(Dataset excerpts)
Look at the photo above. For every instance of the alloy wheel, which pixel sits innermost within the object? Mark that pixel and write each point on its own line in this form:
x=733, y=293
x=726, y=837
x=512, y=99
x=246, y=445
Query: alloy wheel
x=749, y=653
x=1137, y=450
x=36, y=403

PROMPT:
Each record above should be restated word for word.

FINISHED EXERCISE:
Look at the photo above. For every instance of the alloy wheel, which pixel sits innermost within the object? Mark that pixel and write each point on its own line in this form:
x=733, y=293
x=726, y=837
x=512, y=99
x=246, y=445
Query: alloy wheel
x=749, y=653
x=1137, y=450
x=36, y=403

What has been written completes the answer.